What needs to be done: Print each record exactly as it appears, but drop the images.

[Excerpted data]

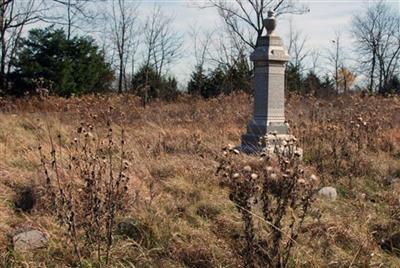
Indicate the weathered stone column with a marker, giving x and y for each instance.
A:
(269, 59)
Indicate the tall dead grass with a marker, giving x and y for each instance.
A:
(181, 216)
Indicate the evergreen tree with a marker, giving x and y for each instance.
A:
(65, 67)
(148, 84)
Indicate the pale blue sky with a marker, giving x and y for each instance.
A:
(319, 25)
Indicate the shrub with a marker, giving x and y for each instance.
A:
(88, 189)
(149, 85)
(274, 190)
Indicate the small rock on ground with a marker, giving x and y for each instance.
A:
(29, 240)
(328, 192)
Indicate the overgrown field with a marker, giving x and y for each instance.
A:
(182, 215)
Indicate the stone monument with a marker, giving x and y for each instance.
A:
(269, 59)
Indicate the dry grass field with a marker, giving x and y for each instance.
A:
(183, 217)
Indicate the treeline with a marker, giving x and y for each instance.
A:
(124, 51)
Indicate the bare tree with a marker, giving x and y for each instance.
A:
(74, 13)
(336, 57)
(201, 44)
(163, 44)
(297, 47)
(245, 18)
(314, 57)
(124, 35)
(14, 17)
(378, 37)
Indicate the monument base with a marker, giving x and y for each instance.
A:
(254, 140)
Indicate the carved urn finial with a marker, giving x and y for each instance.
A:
(270, 22)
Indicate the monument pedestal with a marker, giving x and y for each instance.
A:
(269, 59)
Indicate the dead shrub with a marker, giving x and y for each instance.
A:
(87, 188)
(274, 191)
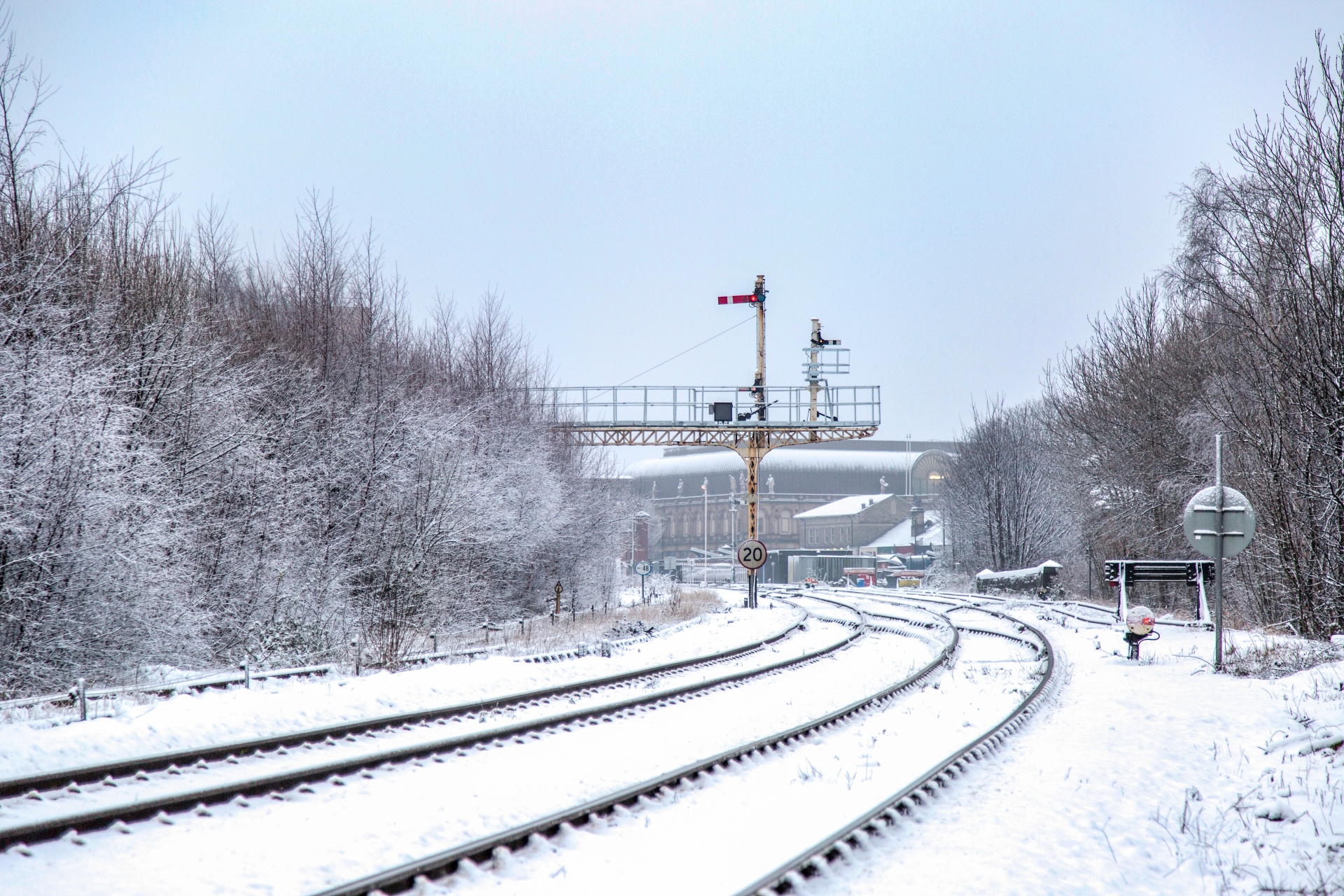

[/Excerpted data]

Answer below:
Indicate the weathered stone column with a marker, giving x and y for each instance.
A:
(269, 59)
Indicate the tall dead grass with a marker, giving x and y for each instance.
A:
(181, 216)
Indicate the evergreen tree with a marker, giving x and y for each instance.
A:
(65, 67)
(148, 84)
Indicate the pale blue sky with a marker, giving x and y for each instance.
A:
(319, 25)
Indicate the shrub with a marker, giving x and y for each instance.
A:
(88, 189)
(149, 85)
(274, 190)
Indicate the small rock on ground with a marker, giving x and y for each instance.
A:
(29, 240)
(328, 192)
Indicate the overgrown field with a marker, giving x and y for each instance.
A:
(182, 215)
Indicate the stone monument with a marker, giving x and y for each instance.
A:
(269, 59)
Indicate the dry grass field with a marker, giving x and y for each instance.
A:
(183, 217)
Indicate the treeline with a marker, giving x and y for each instance.
A:
(124, 51)
Indicate the bare tree with a marker, giving x and y for each instance.
A:
(74, 13)
(336, 57)
(201, 44)
(163, 44)
(297, 47)
(245, 18)
(314, 57)
(124, 35)
(14, 17)
(378, 37)
Indicate the monument base with a marker, giving x and y for each instance.
A:
(254, 140)
Indicate the carved urn finial with a marker, giving x and y for each instance.
A:
(270, 22)
Indicate the monument pedestal with a marker, giving x and y for each instance.
A:
(269, 59)
Indicate the dead shrub with a marker, giving x and y for each instance.
A:
(87, 188)
(274, 191)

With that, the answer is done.